Quant aux sanctions pénales et civiles prévues en cas de travail dissimulé, elles ne devraient être encourues que si la convention de forfait est inexistante ou privée d’effet et si l’accomplissement d’heures supplémentaires est avéré.

La loi est muette sur l’incidence des absences sur le forfait
Si l’absence coïncide avec un jour travaillé, le salarié devrait bénéficier du maintien total ou partiel de sa rémunération au titre des absences indemnisées (maladie par exemple) ou subir une retenue sur salaire en cas d’absence non rémunérée (congé sans solde par exemple) ; dans le cas contraire, le « non-travail » ne devrait impacter ni le nombre de jours de travail « dus », ni la rémunération. Mais comment savoir si les jours d’absence coïncident ou non avec des jours de travail, puisque le salarié « autonome » est libre d’organiser son temps de travail ? La plupart des entreprises ne se posent pas cette question. Elles procèdent au complément de salaire ou à une retenue (selon le cas) et réduisent les « jours de repos » selon des méthodes de proratisation diverses. Cette pratique est remise en cause.
+++++
Consigne A
Recopiez l'extrait sur les conventions de forfait entre « Quant aux sanctions » et « supplémentaires est avéré. », ces deux passages compris.
Consigne B
Poursuivez, s'il vous plaît, l'extrait sur les conventions de forfait à la suite de sa dernière phrase.
+++++
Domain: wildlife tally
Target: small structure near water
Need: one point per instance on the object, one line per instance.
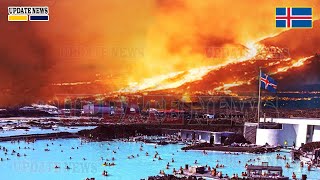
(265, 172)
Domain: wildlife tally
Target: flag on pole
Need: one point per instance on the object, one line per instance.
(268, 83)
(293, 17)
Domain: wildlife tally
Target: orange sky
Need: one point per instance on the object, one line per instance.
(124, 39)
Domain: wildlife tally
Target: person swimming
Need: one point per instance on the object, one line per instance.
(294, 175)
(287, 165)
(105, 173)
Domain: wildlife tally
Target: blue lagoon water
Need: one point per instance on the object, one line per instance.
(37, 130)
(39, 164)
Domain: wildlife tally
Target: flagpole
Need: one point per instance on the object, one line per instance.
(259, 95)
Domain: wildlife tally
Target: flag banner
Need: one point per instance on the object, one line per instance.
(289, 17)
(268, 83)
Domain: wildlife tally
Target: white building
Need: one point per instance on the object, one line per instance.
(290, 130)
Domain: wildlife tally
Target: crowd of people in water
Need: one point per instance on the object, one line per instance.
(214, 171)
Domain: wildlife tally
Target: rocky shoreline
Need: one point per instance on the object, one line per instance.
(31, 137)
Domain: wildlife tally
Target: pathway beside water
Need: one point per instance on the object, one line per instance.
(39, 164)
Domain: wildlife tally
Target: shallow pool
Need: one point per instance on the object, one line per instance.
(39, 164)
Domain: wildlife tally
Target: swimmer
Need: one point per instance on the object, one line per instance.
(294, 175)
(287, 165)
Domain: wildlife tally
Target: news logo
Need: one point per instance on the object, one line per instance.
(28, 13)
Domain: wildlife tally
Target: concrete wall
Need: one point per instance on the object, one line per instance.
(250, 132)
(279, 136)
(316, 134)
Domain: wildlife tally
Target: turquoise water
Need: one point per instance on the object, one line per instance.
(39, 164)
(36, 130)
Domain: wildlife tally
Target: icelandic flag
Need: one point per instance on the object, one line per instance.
+++++
Réponse A
Quant aux sanctions pénales et civiles prévues en cas de travail dissimulé, elles ne devraient être encourues que si la convention de forfait est inexistante ou privée d’effet et si l’accomplissement d’heures supplémentaires est avéré.

Réponse B
La jurisprudence condamne implicitement la proratisation des jours de repos
Selon la Cour de cassation, « le retrait d’un jour de réduction du temps de travail en raison d’une absence pour maladie a pour effet d’entraîner une récupération prohibée par l’article L. 3122-27 du code du travail ». La suppression d’un jour entier de repos dès la survenance d’une absence au cours d’un mois, revient bien à la faire « récupérer », ce qui peut justifier cette position. Cependant l’attendu de principe rend contestable toute forme de proratisation du nombre de jours de repos. Comment adapter les pratiques ? La plupart des accords collectifs qualifient les jours de non-travail de « jours de repos » et imposent au salarié un délai de prévenance avant leur prise. Dans cette hypothèse, il paraît possible de considérer que l’absence du salarié n’ayant pas préalablement « posé » de repos coïncide implicitement avec un jour de travail. Dès lors l’absence s’impute sur le nombre de jours prévus par le forfait et :
- la rémunération est impactée en fonction de la nature de l’absence ;
- l’absence doit être « neutralisée » (i. e. fictivement ajoutée aux jours de travail effectifs) pour permettre le suivi du nombre de jours « exigibles » et, le cas échéant, l’application du dispositif de rachat, en cas de dépassement concerté du plafond.
Corrélativement, le nombre de jours de repos (non-travail) ne peut et ne doit pas être réduit par l’employeur. Pour autant, si l’absence du salarié dépasse 218 jours, son « capital » de jours non travaillés sera de facto « entamé », voire épuisé s’il est absent toute l’année. Autrement dit, si le nombre de jours d’absence (hors samedi, dimanche, jours fériés chômés et congés payés) dépasse le « capital » théorique de jours non travaillés, il ne saurait y avoir de report des jours de non-travail d’une période à l’autre (au même titre qu’il serait inconcevable qu’un salarié demande le report des jours fériés en raison de son absence). Reste à suivre la jurisprudence à venir sur ces questions et à vérifier, au cas par cas, si les dispositions conventionnelles et/ou usages d’entreprise sont compatibles avec ce raisonnement ou nécessitent d’être révisés.